----- Extract provided -----

Inhalants: Usage trends

Last modified: Sunday, 31. May 2009 - 4:32 pm

Much inhalant use is confined to early adolescence. But some users become dependent, and they continue abusing inhalants into adulthood. For other users, inhalants may be the first stop on a long path of misusing dangerous substances.
A study published in 2000 in the Journal of Substance Abuse compared three groups of college students at a university in New Mexico: Those who had used inhalants before age 18; those who smoked marijuana before age 18 (but did not use inhalants); and those who used neither marijuana nor inhalants before age 18. Researchers reported that early use of inhalants greatly increased college students’ risk of frequent drinking, binge drinking, smoking, and illicit-drug use. Compared with early marijuana use alone, early inhalant use was associated with twice the rate of binge and frequent drinking, and significantly greater rates of tobacco and drug use. The researchers suggested that universities identify early inhalant users and target them for special intervention and prevention efforts.
In a study of imprisoned youth in Canada, published in the October 1999 issue of the American Journal of Drug and Alcohol Abuse, many participants cited inhalants as their first substance of abuse, preceding cigarettes, marijuana, illegal hallucinogens, and opiates.
Age, gender, and ethnic trends
The authors of the two studies mentioned above emphasized that this progression does not necessarily mean that young people who use inhalants will later move on to other drugs. Instead, the factors that make youths vulnerable to inhalant use — social and environmental influences, parents, biology and genetics, emotional and learning disorders, attitudes, personality, and behavior — may also increase the likelihood of their turning to other mood-changing substances. Regardless of why inhalant use begins, early inhalant use has been found to increase users’ risk of developing drinking and drug problems later in life.
Some researchers have identified adolescent depression as playing an important role in predicting who begins to use, or continues to use, illicit substances. In studies, inhalant users were found to suffer more emotional problems — particularly depression, anxiety, and anger — than those who used other drugs or did not use drugs at all. Inhalant abusers who seek treatment have high rates of psychological illnesses, especially conduct and personality disorders, and typically are dependent on another drug.
Considering the widespread abuse of inhalants, little scientific research has been done on the subject. Conducting research is complicated because inhalants are not limited to one basic compound but include a wide range of chemicals and products.
In 2002, the National Institute on Drug Abuse (NIDA) dedicated about $2 million to fund studies on the nature and extent of inhalant abuse. NIDA sought proposals for research in the following areas: different types of abused substances; socio-cultural, socioeconomic, gender, and regional differences in use; and factors associated with individuals’ risk of, vulnerability to, protection against, and resistance to inhalant abuse.
Many research questions remain about the role that factors such as family, role models, existing health problems (such as mental illness, HIV/AIDS, or alcohol abuse), and peer influences play in a young person’s decision to start, continue, increase, or stop abusing inhalants.
Categorizing inhalants
The general category of inhalants is broken into smaller categories for purposes of research and discussion. Researchers and organizations working in drug abuse do not use a uniform set of subcategories, however. Common broad subcategories include three or four of the following: nitrous oxide (a gas used in anesthetic and aerosols), volatile nitrites, petroleum distillates, volatile solvents, gases, anesthetics, and aerosols.

-----

■ **Required action 1**: From the inhalant usage trends text, transcribe the part from "Some researchers have" to "chemicals and products.".
■ **Required action 2**: Turn the paragraph of the inhalant usage trends text that begins "In 2002, the National Institute on Drug Abuse" into a short bulleted list that keeps its main facts.
Rely only on the inhalant usage trends text to do this.

----- Listed records -----

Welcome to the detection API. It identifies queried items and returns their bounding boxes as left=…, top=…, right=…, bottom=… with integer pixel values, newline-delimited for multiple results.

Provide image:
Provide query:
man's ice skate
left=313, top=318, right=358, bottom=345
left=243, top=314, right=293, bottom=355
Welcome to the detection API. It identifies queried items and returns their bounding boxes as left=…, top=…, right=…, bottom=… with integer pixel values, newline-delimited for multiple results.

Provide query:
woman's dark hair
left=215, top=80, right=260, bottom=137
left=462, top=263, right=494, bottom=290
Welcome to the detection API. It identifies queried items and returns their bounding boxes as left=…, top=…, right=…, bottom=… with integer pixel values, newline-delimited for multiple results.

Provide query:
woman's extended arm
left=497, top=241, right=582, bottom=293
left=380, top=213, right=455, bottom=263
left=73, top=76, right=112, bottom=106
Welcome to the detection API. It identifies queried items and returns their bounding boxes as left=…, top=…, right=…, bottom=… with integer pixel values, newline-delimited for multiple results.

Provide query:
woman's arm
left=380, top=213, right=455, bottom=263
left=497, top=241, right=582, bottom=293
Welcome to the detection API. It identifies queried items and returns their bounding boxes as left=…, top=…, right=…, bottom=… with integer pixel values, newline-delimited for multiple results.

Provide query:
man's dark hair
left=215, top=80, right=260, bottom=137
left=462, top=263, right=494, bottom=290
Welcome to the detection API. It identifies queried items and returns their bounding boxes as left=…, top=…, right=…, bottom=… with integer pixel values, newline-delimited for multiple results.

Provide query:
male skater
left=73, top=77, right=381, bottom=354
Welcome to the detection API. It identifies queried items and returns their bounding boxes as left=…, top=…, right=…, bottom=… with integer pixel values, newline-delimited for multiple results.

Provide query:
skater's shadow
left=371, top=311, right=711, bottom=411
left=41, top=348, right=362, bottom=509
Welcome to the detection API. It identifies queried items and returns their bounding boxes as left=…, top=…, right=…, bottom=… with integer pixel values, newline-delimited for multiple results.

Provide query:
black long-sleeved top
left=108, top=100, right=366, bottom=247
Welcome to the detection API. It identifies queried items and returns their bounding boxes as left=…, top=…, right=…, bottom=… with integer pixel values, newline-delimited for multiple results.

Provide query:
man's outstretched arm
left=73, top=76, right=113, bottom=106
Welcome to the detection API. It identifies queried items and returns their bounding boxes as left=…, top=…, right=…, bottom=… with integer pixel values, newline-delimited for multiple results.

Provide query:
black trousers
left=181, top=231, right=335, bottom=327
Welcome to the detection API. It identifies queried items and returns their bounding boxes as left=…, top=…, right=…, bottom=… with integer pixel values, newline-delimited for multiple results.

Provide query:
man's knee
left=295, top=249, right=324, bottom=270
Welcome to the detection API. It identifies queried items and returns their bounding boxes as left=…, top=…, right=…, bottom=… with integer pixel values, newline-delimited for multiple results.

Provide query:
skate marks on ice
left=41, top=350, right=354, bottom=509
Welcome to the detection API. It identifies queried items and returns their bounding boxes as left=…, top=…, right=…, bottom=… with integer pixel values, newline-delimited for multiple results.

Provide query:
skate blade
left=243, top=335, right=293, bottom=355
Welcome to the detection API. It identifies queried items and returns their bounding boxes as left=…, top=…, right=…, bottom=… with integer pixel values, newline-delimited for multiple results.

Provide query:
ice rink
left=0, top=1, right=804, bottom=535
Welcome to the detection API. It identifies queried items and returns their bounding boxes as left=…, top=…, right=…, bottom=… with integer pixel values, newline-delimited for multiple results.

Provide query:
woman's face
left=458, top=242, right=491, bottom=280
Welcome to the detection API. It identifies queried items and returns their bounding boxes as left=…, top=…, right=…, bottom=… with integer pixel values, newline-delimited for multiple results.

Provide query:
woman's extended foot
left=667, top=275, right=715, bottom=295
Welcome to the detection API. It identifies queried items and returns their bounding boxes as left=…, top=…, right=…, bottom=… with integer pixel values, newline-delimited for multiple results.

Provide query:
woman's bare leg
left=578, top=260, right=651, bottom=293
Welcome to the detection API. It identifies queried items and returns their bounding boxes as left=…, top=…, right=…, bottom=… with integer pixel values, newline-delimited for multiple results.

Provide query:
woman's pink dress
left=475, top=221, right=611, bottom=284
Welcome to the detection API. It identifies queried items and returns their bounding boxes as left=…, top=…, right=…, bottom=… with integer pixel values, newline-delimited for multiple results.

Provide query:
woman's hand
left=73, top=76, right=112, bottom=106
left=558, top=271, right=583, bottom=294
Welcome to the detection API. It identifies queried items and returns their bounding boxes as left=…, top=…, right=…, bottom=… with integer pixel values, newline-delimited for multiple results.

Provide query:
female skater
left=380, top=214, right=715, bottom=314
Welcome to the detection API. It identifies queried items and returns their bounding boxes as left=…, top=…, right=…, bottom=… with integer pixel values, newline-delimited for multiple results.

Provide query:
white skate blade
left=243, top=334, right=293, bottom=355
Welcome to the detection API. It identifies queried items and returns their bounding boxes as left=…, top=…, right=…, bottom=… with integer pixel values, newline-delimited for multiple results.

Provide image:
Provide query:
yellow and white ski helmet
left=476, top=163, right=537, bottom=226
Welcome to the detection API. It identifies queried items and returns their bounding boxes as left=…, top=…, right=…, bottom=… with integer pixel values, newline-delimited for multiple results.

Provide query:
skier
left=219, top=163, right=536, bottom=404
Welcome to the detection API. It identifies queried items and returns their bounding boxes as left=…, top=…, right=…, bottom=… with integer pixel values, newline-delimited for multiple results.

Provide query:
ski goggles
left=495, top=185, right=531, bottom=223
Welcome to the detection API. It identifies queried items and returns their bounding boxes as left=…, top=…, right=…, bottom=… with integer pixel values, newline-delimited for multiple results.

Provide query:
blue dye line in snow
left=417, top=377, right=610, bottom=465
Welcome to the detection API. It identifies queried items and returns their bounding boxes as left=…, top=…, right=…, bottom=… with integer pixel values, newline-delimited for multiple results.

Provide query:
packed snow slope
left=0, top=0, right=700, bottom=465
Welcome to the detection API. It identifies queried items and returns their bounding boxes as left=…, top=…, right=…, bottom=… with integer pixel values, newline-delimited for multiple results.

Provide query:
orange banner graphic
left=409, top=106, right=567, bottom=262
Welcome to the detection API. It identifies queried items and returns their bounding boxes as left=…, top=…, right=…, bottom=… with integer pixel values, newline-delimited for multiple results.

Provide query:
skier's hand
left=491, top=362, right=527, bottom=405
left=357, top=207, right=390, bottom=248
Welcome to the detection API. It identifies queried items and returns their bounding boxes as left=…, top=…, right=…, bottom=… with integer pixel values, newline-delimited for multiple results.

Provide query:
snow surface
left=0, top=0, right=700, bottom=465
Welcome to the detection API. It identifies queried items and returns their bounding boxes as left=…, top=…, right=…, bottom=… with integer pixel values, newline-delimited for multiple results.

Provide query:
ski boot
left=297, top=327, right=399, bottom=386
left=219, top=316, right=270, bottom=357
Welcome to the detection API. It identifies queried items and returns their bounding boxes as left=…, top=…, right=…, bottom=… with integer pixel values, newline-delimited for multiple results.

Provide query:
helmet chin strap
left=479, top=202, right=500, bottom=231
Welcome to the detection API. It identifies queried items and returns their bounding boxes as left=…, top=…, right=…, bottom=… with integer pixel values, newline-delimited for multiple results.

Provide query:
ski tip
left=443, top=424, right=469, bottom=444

-----

■ **Task result 1**:
Some researchers have identified adolescent depression as playing an important role in predicting who begins to use, or continues to use, illicit substances. In studies, inhalant users were found to suffer more emotional problems — particularly depression, anxiety, and anger — than those who used other drugs or did not use drugs at all. Inhalant abusers who seek treatment have high rates of psychological illnesses, especially conduct and personality disorders, and typically are dependent on another drug.
Considering the widespread abuse of inhalants, little scientific research has been done on the subject. Conducting research is complicated because inhalants are not limited to one basic compound but include a wide range of chemicals and products.

■ **Task result 2**:
- In 2002, the National Institute on Drug Abuse (NIDA) set aside about $2 million for studies on the nature and extent of inhalant abuse.
- It sought research proposals on different types of abused substances.
- It also sought proposals on socio-cultural, socioeconomic, gender, and regional differences in use.
- It also sought proposals on factors tied to a person's risk of, vulnerability to, protection against, and resistance to inhalant abuse.